> Objective:
Return every line of the items below that contains the string "trousers". Case counts.

* Start Material for the task *

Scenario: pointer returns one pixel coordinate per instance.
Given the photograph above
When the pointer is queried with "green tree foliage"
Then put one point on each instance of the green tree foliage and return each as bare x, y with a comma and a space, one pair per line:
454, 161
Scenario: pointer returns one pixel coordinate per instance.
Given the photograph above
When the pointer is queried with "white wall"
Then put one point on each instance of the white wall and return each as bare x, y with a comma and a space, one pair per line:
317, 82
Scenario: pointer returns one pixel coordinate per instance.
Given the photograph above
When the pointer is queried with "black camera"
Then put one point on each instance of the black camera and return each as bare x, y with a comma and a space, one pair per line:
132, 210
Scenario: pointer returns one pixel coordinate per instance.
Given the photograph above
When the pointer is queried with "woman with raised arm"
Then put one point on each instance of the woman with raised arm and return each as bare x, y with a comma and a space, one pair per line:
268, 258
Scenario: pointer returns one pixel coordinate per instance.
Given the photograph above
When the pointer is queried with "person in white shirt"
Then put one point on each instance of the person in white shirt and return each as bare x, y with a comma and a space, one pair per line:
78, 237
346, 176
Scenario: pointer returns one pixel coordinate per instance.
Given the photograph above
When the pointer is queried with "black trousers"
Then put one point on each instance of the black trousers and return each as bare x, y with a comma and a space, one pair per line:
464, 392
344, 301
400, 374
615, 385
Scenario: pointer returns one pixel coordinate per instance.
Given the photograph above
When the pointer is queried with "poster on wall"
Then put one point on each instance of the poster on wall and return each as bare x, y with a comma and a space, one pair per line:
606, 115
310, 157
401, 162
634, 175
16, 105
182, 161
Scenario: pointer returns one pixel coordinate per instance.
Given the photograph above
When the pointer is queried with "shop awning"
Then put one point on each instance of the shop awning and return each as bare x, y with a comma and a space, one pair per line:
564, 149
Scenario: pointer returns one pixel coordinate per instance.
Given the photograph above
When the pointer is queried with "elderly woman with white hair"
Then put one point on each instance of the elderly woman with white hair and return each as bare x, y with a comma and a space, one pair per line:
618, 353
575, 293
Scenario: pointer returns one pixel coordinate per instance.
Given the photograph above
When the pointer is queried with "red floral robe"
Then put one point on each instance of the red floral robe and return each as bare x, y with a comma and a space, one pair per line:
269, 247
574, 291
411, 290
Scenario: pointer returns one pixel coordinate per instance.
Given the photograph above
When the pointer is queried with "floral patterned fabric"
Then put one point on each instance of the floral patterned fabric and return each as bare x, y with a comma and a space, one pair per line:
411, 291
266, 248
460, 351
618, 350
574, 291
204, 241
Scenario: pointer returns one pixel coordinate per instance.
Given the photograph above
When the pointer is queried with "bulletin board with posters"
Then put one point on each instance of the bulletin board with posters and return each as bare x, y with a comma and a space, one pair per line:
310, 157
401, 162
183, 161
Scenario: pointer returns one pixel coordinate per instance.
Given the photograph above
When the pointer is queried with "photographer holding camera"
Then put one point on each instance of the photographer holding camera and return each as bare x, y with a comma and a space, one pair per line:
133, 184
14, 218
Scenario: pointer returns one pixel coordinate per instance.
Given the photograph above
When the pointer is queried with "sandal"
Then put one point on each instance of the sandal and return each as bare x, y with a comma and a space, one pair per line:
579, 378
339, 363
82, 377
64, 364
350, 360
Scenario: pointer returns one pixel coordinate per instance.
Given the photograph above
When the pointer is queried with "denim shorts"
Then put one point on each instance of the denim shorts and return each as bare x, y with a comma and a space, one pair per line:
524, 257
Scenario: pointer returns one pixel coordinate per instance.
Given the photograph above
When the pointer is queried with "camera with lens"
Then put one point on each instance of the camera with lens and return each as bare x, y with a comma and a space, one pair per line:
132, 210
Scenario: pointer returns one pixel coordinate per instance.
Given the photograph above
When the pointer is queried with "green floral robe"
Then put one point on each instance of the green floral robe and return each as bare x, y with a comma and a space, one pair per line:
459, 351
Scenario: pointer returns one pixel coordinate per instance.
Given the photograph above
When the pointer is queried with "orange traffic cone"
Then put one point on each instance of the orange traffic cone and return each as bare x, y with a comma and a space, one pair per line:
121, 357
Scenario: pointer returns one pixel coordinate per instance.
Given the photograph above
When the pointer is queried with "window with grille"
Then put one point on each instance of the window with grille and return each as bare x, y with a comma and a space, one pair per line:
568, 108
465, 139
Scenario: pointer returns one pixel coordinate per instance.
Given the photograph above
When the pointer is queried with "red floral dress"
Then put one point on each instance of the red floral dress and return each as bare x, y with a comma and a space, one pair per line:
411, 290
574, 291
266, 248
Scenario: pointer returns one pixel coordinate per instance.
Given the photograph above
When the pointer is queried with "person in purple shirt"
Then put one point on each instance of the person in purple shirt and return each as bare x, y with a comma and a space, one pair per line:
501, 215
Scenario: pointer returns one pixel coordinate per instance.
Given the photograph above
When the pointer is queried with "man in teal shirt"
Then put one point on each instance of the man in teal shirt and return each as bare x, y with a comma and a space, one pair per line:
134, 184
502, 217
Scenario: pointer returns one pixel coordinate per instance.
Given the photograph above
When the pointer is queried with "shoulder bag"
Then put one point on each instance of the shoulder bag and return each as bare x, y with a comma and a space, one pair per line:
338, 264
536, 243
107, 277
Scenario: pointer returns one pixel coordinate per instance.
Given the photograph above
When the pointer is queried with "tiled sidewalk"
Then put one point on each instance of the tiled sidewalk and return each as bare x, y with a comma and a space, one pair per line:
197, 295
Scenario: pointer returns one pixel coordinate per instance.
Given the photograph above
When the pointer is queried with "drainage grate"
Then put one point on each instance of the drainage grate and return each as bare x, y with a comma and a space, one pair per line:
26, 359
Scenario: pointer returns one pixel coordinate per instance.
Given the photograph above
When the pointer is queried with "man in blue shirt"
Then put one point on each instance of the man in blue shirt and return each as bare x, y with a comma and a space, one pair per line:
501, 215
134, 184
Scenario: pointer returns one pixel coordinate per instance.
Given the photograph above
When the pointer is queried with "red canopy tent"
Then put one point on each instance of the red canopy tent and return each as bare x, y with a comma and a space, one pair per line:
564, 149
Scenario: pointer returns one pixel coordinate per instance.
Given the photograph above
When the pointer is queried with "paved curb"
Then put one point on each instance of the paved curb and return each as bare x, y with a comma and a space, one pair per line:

* End Material for the task *

> The response:
When the pointer is queried with "black trousers"
Then put one point on each instance of the black trousers and return each as bare x, y with a comma and a space, one pair per line:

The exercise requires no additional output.